[PAGE EXCERPT]
╔══

Consider French President Emmanuel Macron’s boast last week that his government banned many flights between cities within 2.5 hours of each other by rail. Nothing today is more en vogue than climate theatrics, sometimes at the expense of realistic, helpful policies. Macron obviously relishes the opportunity to pose as a courageous hero astride a white horse helping to save humanity from its self-destructive addiction to fossil fuels.

As pointed out by many observers, France’s ban on short-haul flights is riddled with so many exceptions that the resulting reduction of carbon emissions will fall far short of what Macron wants the world to believe. Nevertheless, maybe some flights will be banned and less aviation fuel will be burned.

Hooray! At least it’s something!

But before you get too excited, let me tell you about another French figure: Frederic Bastiat, an economist and statesman who was active in the middle of the 19th century. Bastiat’s most famous writing is a wonderful essay titled “That Which Is Seen and That Which Is Not Seen.” In it, he urged people to look beyond the immediate effects of government intervention. When you do so, and when you think about more than what government officials triumphantly trumpet, you’ll often discover additional consequences that no one wishes to take credit for.

In the case of the ban on short-haul flights, it’s easy to see what Macron sees and wants: more people traveling by train. Let’s grant that this effect is good and then look beyond the initial claims about saving aviation fuel.

What about more people traveling by automobile? After all, rail travel isn’t the only alternative to air travel, especially in France where train strikes are a regular occurrence. Denied the much greater speed of air travel, many people will opt to skip the inconvenience of buying a ticket altogether and travel by car.

One undesirable effect is a longer time spent traveling. Because people’s time is valuable and could otherwise be spent working, studying or with family and friends, the cost of traveling what the French government considers to be short distances will rise. Did Monsieur Macron carefully weigh this cost against the ban’s benefits? I’m pretty sure he didn’t. He just assumed that people’s time is of sufficiently low value to justify the flight ban. Tres arrogant!

Looking even further past “that which is seen,” you’ll see why any reduction in the burning of fossil fuels will almost certainly be less than what the French government hopes. Not only do automobiles, like airplanes, burn fossil fuel, but the amount burned by automobiles can be greater per passenger mile.

╚══

[WHAT TO WORK ON]
**1.** Please echo the passage on France's short-haul flight ban, starting with "As pointed out" and going on through "will be burned.".
**2.** In the passage on France's short-haul flight ban, between which cities did Macron say his government banned many flights?

[DATASET]
╔══

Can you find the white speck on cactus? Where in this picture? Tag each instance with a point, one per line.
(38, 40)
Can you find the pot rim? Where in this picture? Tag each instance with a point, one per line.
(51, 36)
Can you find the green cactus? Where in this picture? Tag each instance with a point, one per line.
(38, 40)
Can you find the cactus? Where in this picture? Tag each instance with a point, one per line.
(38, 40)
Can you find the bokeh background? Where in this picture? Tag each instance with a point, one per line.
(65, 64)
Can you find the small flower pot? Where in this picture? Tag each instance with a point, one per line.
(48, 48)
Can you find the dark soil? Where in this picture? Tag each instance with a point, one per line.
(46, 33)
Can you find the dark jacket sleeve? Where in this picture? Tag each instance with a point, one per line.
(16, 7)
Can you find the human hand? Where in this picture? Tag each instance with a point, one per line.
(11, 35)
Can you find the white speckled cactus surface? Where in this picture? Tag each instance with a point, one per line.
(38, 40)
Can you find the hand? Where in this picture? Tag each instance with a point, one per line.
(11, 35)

╚══
╔══

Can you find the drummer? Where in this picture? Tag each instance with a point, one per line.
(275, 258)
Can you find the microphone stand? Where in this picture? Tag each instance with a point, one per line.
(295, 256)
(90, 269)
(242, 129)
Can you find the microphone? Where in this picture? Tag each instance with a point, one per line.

╚══

[REPLIES]
**1.**
As pointed out by many observers, France’s ban on short-haul flights is riddled with so many exceptions that the resulting reduction of carbon emissions will fall far short of what Macron wants the world to believe. Nevertheless, maybe some flights will be banned and less aviation fuel will be burned.

**2.** Cities within 2.5 hours of each other by rail.